GIVEN ENTRIES START

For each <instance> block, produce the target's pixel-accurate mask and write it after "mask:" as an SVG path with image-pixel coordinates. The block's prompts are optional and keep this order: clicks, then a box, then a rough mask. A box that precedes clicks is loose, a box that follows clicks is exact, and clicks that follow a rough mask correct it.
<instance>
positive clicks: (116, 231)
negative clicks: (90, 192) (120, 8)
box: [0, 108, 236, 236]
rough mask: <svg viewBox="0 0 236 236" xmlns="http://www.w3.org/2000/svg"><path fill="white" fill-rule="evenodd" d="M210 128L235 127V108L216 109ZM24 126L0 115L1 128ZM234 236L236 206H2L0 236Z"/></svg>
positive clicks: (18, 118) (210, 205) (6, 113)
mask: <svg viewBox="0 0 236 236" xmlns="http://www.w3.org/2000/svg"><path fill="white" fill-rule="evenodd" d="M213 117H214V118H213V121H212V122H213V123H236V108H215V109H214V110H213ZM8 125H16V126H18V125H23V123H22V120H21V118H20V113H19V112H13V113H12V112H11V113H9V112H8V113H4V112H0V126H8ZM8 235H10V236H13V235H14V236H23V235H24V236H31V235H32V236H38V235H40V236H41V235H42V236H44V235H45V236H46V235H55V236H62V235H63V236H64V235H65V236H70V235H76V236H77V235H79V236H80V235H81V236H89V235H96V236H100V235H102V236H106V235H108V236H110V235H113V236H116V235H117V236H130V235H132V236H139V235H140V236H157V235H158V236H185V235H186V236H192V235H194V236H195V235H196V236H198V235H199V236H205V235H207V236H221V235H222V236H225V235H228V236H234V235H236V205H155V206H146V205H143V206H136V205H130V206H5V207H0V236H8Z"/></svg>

GIVEN ENTRIES END

Format every line of the rows above as a JSON list of strings, one string per line, omitting blank lines.

● EXERCISE RESULT
[
  "For each <instance> block, produce the target's pixel-accurate mask and write it after \"mask:\" as an SVG path with image-pixel coordinates. The block's prompts are optional and keep this order: clicks, then a box, then a rough mask. A box that precedes clicks is loose, a box that follows clicks is exact, and clicks that follow a rough mask correct it.",
  "<instance>",
  "positive clicks: (116, 231)",
  "negative clicks: (90, 192) (120, 8)",
  "box: [0, 108, 236, 236]",
  "rough mask: <svg viewBox=\"0 0 236 236\" xmlns=\"http://www.w3.org/2000/svg\"><path fill=\"white\" fill-rule=\"evenodd\" d=\"M210 128L235 127V108L216 109ZM24 126L0 115L1 128ZM234 236L236 206H2L0 236Z\"/></svg>",
  "positive clicks: (18, 118) (210, 205) (6, 113)",
  "mask: <svg viewBox=\"0 0 236 236\" xmlns=\"http://www.w3.org/2000/svg\"><path fill=\"white\" fill-rule=\"evenodd\" d=\"M213 117H214V118H213V121H212V122H213V123H236V108H215V109H214V110H213ZM8 125H16V126H18V125H23V123H22V120H21V118H20V113H19V112H13V113H12V112H11V113H9V112H8V113H4V112H0V126H8ZM8 235H10V236H13V235H14V236H23V235H24V236H31V235H32V236H38V235H40V236H41V235H42V236H44V235H45V236H46V235H55V236H62V235H63V236H64V235H65V236H70V235H76V236H77V235H79V236H80V235H81V236H89V235H96V236H100V235H102V236H106V235H108V236H110V235H113V236H116V235H117V236H130V235H132V236H139V235H140V236H157V235H158V236H185V235H186V236H192V235H194V236H195V235H196V236H198V235H199V236H205V235H207V236H221V235H222V236H225V235H228V236H234V235H236V205H155V206H146V205H143V206H136V205H130V206H5V207H0V236H8Z\"/></svg>"
]